*DIRECTIONS*: Copy the section of the RNG uniformity article that begins at the words "Generate random numbers" and stops after "approximately N/k times.".

Begin GIVEN PASSAGE

Testing RNG Uniformity: Visual Checks, Statistical Tests, and Sample Sizes

Uniformity is the cornerstone of quality random number generation. A uniform random number generator produces each possible outcome with equal probability—whether generating integers, floating-point numbers, or selecting from discrete options. Testing for uniformity ensures your random number generator behaves correctly, which is critical for fair simulations, unbiased sampling, and reliable statistical analysis.

When a random number generator fails the uniformity test, bias creeps into your results. This bias can be subtle—perhaps certain numbers appear 0.1% more often than others—but over millions of trials, even small biases compound into significant errors. Whether you're building a game, running scientific simulations, or generating random samples, verifying uniformity protects against these insidious failures.

Generate random numbers and test their properties using our Random Number Generator tool, then apply these testing methods to verify uniformity.

Understanding Uniformity

Uniformity means that every possible outcome has an equal probability of occurring. For a uniform distribution over integers 1 through 10, each number should appear exactly 10% of the time in a large sample. For a continuous uniform distribution over [0, 1), any interval of equal width should contain equal probabilities.

Discrete Uniformity

For discrete outcomes (like rolling a die or selecting from a list):

Expected frequency: If generating N numbers from k possible outcomes, each outcome should appear approximately N/k times.

End GIVEN PASSAGE
Begin DATA SUPPLIED

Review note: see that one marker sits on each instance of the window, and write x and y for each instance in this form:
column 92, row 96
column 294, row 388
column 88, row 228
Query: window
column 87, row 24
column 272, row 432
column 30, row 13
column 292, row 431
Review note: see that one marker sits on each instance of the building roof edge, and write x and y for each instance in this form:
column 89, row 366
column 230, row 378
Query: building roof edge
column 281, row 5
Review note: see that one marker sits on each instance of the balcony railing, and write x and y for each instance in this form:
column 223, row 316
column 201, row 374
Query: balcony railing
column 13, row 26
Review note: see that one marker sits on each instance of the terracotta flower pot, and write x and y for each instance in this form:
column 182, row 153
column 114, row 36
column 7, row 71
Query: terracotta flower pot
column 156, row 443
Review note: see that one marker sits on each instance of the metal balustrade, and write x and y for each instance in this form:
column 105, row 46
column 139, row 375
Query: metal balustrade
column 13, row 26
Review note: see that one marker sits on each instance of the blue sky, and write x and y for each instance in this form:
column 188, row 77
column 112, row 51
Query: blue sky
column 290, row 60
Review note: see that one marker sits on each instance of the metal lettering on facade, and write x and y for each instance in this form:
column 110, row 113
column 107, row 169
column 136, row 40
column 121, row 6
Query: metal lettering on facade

End DATA SUPPLIED
Begin DATA SUPPLIED

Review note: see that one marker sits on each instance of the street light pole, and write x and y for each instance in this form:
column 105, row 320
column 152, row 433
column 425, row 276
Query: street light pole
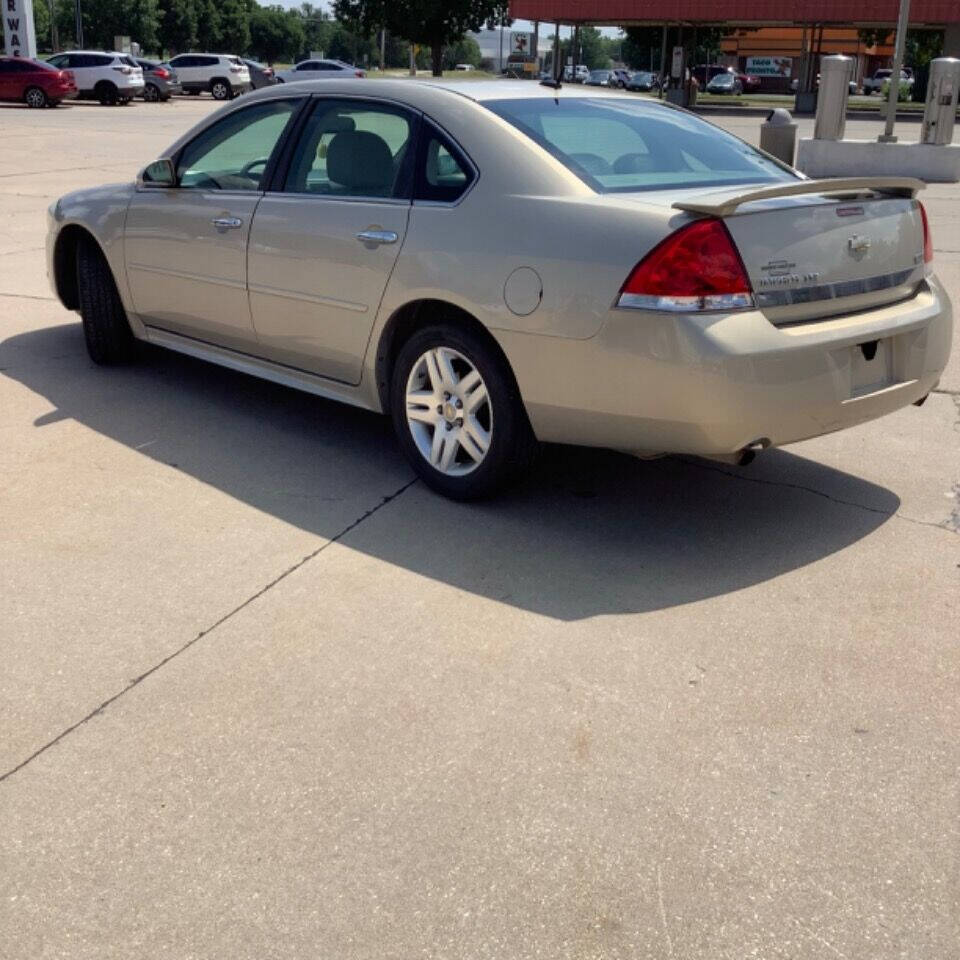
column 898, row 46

End DATA SUPPLIED

*TASK SOLUTION*:
Generate random numbers and test their properties using our Random Number Generator tool, then apply these testing methods to verify uniformity.

Understanding Uniformity

Uniformity means that every possible outcome has an equal probability of occurring. For a uniform distribution over integers 1 through 10, each number should appear exactly 10% of the time in a large sample. For a continuous uniform distribution over [0, 1), any interval of equal width should contain equal probabilities.

Discrete Uniformity

For discrete outcomes (like rolling a die or selecting from a list):

Expected frequency: If generating N numbers from k possible outcomes, each outcome should appear approximately N/k times.